:: Task prompt ::
Retype all the records below exactly as they are, with no image carried over.
[[ Record set open ]]
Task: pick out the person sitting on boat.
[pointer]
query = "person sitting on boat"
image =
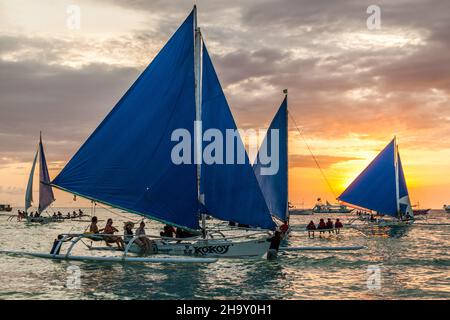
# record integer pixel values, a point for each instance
(93, 229)
(181, 233)
(338, 226)
(275, 240)
(56, 248)
(143, 240)
(311, 227)
(329, 225)
(110, 230)
(168, 232)
(128, 231)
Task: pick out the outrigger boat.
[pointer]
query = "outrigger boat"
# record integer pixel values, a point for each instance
(381, 188)
(128, 161)
(46, 196)
(330, 208)
(5, 208)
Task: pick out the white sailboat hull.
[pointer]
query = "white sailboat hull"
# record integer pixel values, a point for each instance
(109, 259)
(209, 248)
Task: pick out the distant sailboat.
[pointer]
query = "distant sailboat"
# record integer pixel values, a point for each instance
(46, 196)
(126, 162)
(275, 186)
(381, 187)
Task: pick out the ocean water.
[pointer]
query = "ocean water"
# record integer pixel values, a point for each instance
(399, 263)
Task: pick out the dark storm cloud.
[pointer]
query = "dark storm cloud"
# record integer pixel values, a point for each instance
(64, 103)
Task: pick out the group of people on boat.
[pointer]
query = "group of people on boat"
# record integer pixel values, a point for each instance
(107, 234)
(69, 215)
(324, 226)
[[ Record set closed ]]
:: Exercise result ::
Task: pick out the person sitting on boat.
[pointer]
query = "person sitting on boat"
image =
# record integer pixel values, a point for each instance
(93, 229)
(181, 233)
(338, 226)
(275, 240)
(56, 248)
(143, 240)
(311, 227)
(329, 225)
(110, 230)
(168, 232)
(128, 231)
Task: pick out the outrigger boat.
[pointer]
query = "outrigger boat"
# record integer pixel values, a point for each instance
(381, 188)
(128, 161)
(46, 196)
(330, 208)
(5, 208)
Task: pick out the white sailboat hull.
[pointer]
query = "white sailboat hull"
# record integer pixel values, a point for each instance
(109, 259)
(209, 248)
Task: pick out the distant sailboat.
[pointer]
query = "distant sailboat"
# record integer pixel values, a point for each instance
(46, 196)
(126, 162)
(275, 186)
(381, 187)
Task: pick out the ocean water.
[pointer]
query = "ocean water"
# record integer pixel values, a point for each instance
(399, 263)
Task: pick out the dark storm cloud.
[pointer]
query = "dark storm cloud"
# record integer pixel values, a point for each instance
(64, 103)
Task: pick out the group of people on boat.
[pointer]
query = "group of people on boat"
# record integer pixel values, a point for each instance
(107, 234)
(69, 215)
(324, 226)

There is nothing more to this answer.